Good questions! All of that is handled inside of the coding agent (Claude Code / OpenCode). `aoe` is responsible for managing the agent sessions: It does keep those sessions persistent in tmux even if you close `aoe`, but if you restart your system, resuming a sessions would rely upon opencode/claude code storing the conversation history for each session, which I believe they do but would need to be manually restored for each agent.
THIS!!! I'm right there with you. Imo, using aoe (or whatever tool you can find for session management) is the key unlock to help give us all the patience to try out the ollama/lmstudio/mlx providers to see how they really perform. We're lacking information about what work is really being done with local coding models, at least somewhat because imo most github open source repos don't ask you to share what LLM you used to help you, and they should.
We need to start sharing our specific success and failure stories from using local llms for coding
Thank you for the feedback! My general feeling is that people are not doing sandboxing. Those that are, generally use devcontainers or some docker based solution
Once you are attached to an agent session, correct it's just tmux! aoe does:
- gives you one screen that shows you all of your agents and shows you which one s are waiting for you to attach to them and give them a new task or answer a question
- Easy git worktree integration to help you manage branches when running multiple agents in parallel on the same repo.
I also plan on adding a lightweight docker sandbox integration to help give you the option to sandbox a session when you run it (but that part isn't ready yet)

◆ **Record set**
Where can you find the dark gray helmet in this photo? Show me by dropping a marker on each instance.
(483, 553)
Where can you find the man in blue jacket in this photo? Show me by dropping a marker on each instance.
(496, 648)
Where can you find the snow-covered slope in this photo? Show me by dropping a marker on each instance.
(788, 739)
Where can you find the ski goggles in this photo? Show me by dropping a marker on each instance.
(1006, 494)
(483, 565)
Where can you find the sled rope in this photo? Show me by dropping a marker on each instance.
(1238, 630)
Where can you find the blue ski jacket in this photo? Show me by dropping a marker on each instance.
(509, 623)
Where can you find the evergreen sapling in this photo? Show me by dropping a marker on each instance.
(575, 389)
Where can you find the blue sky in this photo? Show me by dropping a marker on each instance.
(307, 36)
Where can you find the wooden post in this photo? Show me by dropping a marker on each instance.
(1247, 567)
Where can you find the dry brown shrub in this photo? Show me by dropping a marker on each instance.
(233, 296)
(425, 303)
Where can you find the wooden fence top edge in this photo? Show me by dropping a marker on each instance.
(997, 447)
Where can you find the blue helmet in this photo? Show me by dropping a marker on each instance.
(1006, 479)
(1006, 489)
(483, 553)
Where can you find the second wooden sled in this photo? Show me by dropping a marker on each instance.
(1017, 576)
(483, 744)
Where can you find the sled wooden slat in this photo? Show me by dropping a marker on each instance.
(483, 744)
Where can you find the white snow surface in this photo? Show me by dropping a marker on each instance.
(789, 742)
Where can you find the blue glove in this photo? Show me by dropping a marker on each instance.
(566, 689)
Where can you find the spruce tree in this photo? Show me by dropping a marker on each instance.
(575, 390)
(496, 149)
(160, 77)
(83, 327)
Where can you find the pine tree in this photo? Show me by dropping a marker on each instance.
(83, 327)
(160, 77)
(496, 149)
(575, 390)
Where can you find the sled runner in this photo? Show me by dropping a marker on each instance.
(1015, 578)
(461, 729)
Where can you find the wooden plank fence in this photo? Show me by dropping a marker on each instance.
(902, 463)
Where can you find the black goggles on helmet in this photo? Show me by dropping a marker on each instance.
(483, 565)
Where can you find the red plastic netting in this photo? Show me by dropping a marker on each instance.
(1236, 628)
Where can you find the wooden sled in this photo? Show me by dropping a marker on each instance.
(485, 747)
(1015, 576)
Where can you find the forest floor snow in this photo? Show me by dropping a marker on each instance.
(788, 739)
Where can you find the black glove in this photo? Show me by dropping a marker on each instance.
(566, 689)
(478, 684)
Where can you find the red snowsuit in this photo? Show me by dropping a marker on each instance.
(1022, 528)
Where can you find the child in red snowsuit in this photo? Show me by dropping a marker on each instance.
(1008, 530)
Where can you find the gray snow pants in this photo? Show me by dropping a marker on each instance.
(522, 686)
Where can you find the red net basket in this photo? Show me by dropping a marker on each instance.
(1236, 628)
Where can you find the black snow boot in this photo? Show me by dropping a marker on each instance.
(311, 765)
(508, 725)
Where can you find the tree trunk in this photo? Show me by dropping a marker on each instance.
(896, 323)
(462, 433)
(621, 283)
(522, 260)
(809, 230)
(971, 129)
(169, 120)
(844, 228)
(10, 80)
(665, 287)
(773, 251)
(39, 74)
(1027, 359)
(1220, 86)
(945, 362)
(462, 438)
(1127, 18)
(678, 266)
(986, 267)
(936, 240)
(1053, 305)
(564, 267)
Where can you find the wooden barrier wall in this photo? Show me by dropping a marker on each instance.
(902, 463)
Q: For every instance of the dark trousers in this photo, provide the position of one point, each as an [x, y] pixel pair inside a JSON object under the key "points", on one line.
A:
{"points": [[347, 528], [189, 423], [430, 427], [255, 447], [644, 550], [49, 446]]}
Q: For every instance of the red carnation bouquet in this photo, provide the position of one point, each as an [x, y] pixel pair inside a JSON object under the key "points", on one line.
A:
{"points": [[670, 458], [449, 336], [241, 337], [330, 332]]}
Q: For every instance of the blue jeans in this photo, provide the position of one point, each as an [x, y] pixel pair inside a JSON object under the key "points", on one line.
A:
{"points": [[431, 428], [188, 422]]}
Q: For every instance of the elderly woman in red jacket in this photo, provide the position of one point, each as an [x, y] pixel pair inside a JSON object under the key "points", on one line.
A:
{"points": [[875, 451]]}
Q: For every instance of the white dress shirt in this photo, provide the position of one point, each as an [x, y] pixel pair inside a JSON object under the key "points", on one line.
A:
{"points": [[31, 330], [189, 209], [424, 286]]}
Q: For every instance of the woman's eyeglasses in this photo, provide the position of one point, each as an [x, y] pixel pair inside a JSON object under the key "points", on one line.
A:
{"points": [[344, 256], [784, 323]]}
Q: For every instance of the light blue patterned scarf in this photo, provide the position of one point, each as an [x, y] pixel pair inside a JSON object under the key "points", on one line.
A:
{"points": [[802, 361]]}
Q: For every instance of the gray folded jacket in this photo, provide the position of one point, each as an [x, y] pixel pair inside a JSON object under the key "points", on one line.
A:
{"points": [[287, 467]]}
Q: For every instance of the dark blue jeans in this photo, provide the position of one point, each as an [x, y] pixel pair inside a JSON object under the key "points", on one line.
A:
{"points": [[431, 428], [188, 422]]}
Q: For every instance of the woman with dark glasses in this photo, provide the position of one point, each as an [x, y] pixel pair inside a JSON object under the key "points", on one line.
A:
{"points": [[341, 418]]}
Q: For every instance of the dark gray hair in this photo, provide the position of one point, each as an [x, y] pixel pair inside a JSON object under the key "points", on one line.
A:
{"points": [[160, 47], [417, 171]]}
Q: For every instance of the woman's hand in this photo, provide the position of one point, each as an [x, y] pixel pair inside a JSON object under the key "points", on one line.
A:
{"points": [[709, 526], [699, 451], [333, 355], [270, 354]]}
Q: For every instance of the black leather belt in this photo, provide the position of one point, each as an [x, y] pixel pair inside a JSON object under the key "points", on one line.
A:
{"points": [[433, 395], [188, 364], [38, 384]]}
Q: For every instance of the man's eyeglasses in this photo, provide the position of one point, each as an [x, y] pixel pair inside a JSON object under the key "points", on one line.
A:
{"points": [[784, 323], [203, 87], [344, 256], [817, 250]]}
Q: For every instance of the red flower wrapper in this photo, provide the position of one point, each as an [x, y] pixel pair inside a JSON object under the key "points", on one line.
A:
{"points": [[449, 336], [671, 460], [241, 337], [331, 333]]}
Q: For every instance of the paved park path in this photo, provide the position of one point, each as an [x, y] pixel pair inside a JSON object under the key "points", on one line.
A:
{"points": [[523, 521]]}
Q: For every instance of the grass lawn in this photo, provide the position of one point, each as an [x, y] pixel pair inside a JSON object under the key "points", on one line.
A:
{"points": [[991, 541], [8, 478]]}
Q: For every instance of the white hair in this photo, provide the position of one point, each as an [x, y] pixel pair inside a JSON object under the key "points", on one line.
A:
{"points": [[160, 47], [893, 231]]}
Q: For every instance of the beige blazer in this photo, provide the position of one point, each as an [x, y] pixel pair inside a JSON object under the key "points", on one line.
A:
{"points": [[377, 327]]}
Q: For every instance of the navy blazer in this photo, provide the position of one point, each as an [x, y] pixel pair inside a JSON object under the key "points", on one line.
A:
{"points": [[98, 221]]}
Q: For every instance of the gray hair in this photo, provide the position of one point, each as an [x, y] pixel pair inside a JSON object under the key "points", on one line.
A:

◆ **Exercise description**
Resume the discussion about the aoe agent-session tool, picking up right after its final sentence. The rows have no connection to the discussion about the aoe agent-session tool.

◆ **Response for this exercise**
Personally I'm actually feeling like the CLI agent is a great experience once you get used to it, and managing them in aoe honestly does sort of feel like my worker management strategy when I was trying to maximize my productivity in age of empires 2
Conductor build looked cool. For me, I wanted something a little lighter weight that stays in the terminal. When I looked at conductor it seemed like it was a standalone app
Tbh that's exactly what I'm using aoe for: termius on my phone ssh into my Mac mini and then use aoe to check in on each agent session. Just make sure you check out the readme if you do this because at least for termius there's a quirk to make tmux and TUI happy. The recommended approach is to run aoe itself inside a tmux session which then will spawn additional tmux sessions as needed.
After your comment I tried to do something with my phone but tmux + claude code is definitely not great on mobile though the main view of aoe works decently.
Haha I'm all about the KISS principle. I also set up a snapshot testing framework so that people can submit screenshots of any messed up status reports and I can easily add them to the test suite to make sure we fix any issues that someone sees.